Re: [RFC][PATCH 2/2] PM: Rework handling of interrupts during suspend-resume

From: Rafael J. Wysocki
Date: Mon Feb 23 2009 - 06:04:05 EST


On Monday 23 February 2009, Eric W. Biederman wrote:
> Ingo Molnar <mingo@xxxxxxx> writes:
>
> > * Eric W. Biederman <ebiederm@xxxxxxxxxxxx> wrote:
> >
> >> Ingo Molnar <mingo@xxxxxxx> writes:
> >>
> >> > I think this aspect has been well-understood during the
> >> > discussion of this topic and it's just a slightly misleading
> >> > changelog.
> >>
> >> As I was a member of that discussion I did not see that.
> >>
> >> It took me several passes through the patches to realize the
> >> goal is to allow drivers to be able to sleep while they are in
> >> their late pm shutdown routines.
> >>
> >> Why we want this I don't know. But it seems simple enough to
> >> implement, and it makes it harder to get the late pm suspend
> >> routines wrong, which is always good.
> >
> > That's not the only goal. The other goal is to further shrink a
> > particular window of suspend fragility: the irqs-disabled stage
> > of the suspend/resume sequence.

_Listing_
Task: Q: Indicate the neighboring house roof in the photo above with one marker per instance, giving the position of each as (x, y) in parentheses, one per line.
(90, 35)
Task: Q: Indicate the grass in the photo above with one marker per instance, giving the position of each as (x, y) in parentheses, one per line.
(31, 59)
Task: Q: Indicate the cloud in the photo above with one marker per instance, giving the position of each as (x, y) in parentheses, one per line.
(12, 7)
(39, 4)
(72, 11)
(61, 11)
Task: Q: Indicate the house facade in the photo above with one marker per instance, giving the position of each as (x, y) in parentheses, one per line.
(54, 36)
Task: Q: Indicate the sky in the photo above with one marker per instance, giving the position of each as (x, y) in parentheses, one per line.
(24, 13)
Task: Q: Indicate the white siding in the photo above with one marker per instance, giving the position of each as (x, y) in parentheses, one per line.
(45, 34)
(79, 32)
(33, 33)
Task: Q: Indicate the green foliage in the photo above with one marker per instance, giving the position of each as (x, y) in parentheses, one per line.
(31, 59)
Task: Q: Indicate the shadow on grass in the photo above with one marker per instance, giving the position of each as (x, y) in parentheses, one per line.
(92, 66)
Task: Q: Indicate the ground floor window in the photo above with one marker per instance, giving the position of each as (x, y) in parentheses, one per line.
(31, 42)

* * *

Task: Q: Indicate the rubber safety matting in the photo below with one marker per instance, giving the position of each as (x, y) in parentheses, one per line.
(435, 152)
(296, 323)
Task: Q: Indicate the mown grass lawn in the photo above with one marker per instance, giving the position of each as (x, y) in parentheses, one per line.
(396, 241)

...

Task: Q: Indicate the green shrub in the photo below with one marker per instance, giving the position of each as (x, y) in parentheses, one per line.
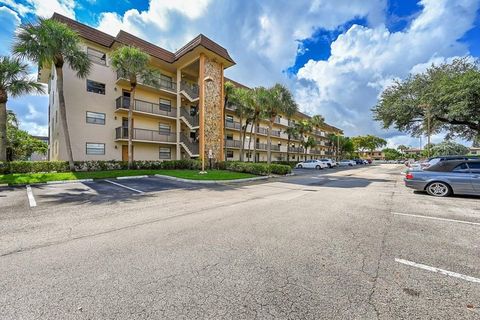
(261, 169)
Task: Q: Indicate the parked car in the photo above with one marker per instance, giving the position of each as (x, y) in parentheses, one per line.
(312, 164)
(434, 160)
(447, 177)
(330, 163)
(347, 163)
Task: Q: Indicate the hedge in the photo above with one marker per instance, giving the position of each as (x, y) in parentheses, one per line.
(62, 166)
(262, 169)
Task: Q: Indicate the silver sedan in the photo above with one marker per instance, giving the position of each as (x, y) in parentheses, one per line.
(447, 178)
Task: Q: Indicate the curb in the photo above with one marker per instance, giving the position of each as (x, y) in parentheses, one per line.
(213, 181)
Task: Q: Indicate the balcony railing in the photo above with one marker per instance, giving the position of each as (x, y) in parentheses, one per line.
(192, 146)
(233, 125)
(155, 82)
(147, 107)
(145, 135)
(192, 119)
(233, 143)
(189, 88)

_Written request_
Update the mailing-list reply between "On Monday 23" and "not see that.", inclusive, and replace "discussion" with "debate".

_Reply to the task_
On Monday 23 February 2009, Eric W. Biederman wrote:
> Ingo Molnar <mingo@xxxxxxx> writes:
>
> > * Eric W. Biederman <ebiederm@xxxxxxxxxxxx> wrote:
> >
> >> Ingo Molnar <mingo@xxxxxxx> writes:
> >>
> >> > I think this aspect has been well-understood during the
> >> > debate of this topic and it's just a slightly misleading
> >> > changelog.
> >>
> >> As I was a member of that debate I did not see that.